IMAX Corporation is a Canadian theatre company which designs and manufactures IMAX cameras and projection systems as well as performing film development, production, post-production and distribution to IMAX-affiliated theatres worldwide. Founded in Montreal in 1967, it has headquarters in the Toronto area, and operations in New York City and Los Angeles.

As of December 2019, there were 1,624 IMAX theatres located in 81 countries, of which 1,529 were in commercial multiplexes. These include IMAX variations such as IMAX 3D, IMAX Dome, and Digital IMAX. The CEO is Richard Gelfond.

History
IMAX is a Canadian corporation that is based in Mississauga, Ontario. The company was founded in 1967 when three filmmakers—Graeme Ferguson, Roman Kroitor and Robert Kerr—incorporated IMAX Corporation.  The idea and the new technology, which resulted in the birth of the company, came from the multi-screen productions of Roman Kroitor, Colin Low and Hugh O'Connor. In the Labyrinth and Ferguson's Man and the Polar Regions (on which Robert Kerr collaborated), both screened at the Expo 67. From their experience, Graeme Ferguson, Roman Kroitor and Robert Kerr realized that new technology would be necessary to develop a larger and more complex project than previously seen.  As a result, they sought an engineer named William Shaw in 1968 (he had gone to Galt Collegiate Institute in Galt, Ontario, now Cambridge, with Ferguson and Kerr) to help develop this technology.  Shaw created this new projector that allowed for films to have exceptionable quality and to be ten times larger than conventional 35mm picture frames. The first movie IMAX Corporation produced using this new technology was Tiger Child, which was featured at Expo '70 in Osaka, Japan. It was because of the multi-screen viewing that Graeme Ferguson, Roman Kroitor and Robert Kerr wanted to create a theatre with giant screens, surround sound and stadium seating.

William Shaw was instrumental in helping IMAX Corporation fulfill its ambitions in creating larger and more realistic experiences for audience which included oversized screens, surround sound and steep seating for better viewing. Shaw remained at IMAX (although officially retired) as a designer and inventor until his passing on August 31, 2002, at the age of 73. Before retiring, Shaw created a 3D camera which was sent to the International Space Station for IMAX films. In 1994, investment bankers Gelfond and Bradley Wechsler acquired IMAX Corporation through a leveraged buyout and publicly listed the company on the NASDAQ stock exchange. IMAX then began to focus their abilities on attracting Hollywood production houses. Another engineer at IMAX Corporation, Brian Bonnick, Chief Technology Officer at IMAX Corporation, developed technologies that made it possible for the worldwide IMAX to produce major Hollywood films. More flexible technology required by that industry led to the development of the IMAX DMR (Digital Re-Mastering), which was able to adapt quickly in various locations. Newer technology followed, including the IMAX Experience and the IMAX MPX theatre system. Revamped IMAX 2D footage has been transferred into IMAX 3D. In September 2022, IMAX Corporation acquired streaming technology company Ssimwave for $21 million in a cash and stock deal.

#### TASK 1
Reproduce the listing starting at the line containing "Task: pick out black shoe, one" and ending at its final line, requests included, multiplying each coordinate in the answer points by 2.3 and rounding to whole numbers, with halves rounded up.

#### PROVIDED MATERIAL
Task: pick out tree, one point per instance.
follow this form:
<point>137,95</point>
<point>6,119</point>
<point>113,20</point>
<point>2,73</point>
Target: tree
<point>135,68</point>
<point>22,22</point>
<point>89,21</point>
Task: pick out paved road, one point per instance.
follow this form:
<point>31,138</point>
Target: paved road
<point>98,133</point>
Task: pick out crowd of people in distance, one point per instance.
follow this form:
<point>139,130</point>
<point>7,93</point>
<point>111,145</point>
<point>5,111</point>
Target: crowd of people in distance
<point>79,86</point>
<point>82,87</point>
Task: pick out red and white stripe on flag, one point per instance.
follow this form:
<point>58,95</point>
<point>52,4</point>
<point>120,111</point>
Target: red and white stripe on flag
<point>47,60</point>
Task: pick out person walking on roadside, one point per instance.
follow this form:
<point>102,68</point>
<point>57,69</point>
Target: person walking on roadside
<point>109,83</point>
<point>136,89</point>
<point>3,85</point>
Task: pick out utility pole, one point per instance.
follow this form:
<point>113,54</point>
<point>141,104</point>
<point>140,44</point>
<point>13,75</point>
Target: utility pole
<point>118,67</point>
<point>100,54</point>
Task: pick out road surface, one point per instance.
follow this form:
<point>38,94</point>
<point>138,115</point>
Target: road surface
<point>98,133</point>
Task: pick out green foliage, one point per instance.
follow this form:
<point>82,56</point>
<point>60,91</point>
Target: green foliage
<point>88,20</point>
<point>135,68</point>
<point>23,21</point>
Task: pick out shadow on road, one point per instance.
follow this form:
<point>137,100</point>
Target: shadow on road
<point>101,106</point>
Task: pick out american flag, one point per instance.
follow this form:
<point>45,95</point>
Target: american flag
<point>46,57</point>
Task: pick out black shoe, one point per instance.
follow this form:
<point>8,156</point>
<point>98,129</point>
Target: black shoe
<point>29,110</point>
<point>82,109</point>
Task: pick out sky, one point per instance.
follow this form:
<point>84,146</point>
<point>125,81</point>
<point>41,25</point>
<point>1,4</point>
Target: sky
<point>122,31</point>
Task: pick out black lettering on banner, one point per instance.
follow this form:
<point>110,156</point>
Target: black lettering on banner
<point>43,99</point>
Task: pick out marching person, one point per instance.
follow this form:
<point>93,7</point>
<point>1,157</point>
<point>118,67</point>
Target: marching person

#### TASK 2
Name the filmmakers who, according to the IMAX text, incorporated IMAX Corporation in 1967.

#### PROBLEM SOLUTION 1
Task: pick out black shoe, one point per instance.
follow this form:
<point>8,156</point>
<point>98,129</point>
Target: black shoe
<point>67,253</point>
<point>189,251</point>
Task: pick out sky, one point per instance.
follow this form:
<point>84,146</point>
<point>125,81</point>
<point>41,25</point>
<point>1,4</point>
Target: sky
<point>281,71</point>
Task: pick out black lettering on banner, one point per instance.
follow this form:
<point>110,156</point>
Target: black lettering on banner
<point>99,228</point>
Task: pick out marching person, one point per instance.
follow this form:
<point>93,7</point>
<point>1,157</point>
<point>118,67</point>
Target: marching person

#### PROBLEM SOLUTION 2
Graeme Ferguson, Roman Kroitor and Robert Kerr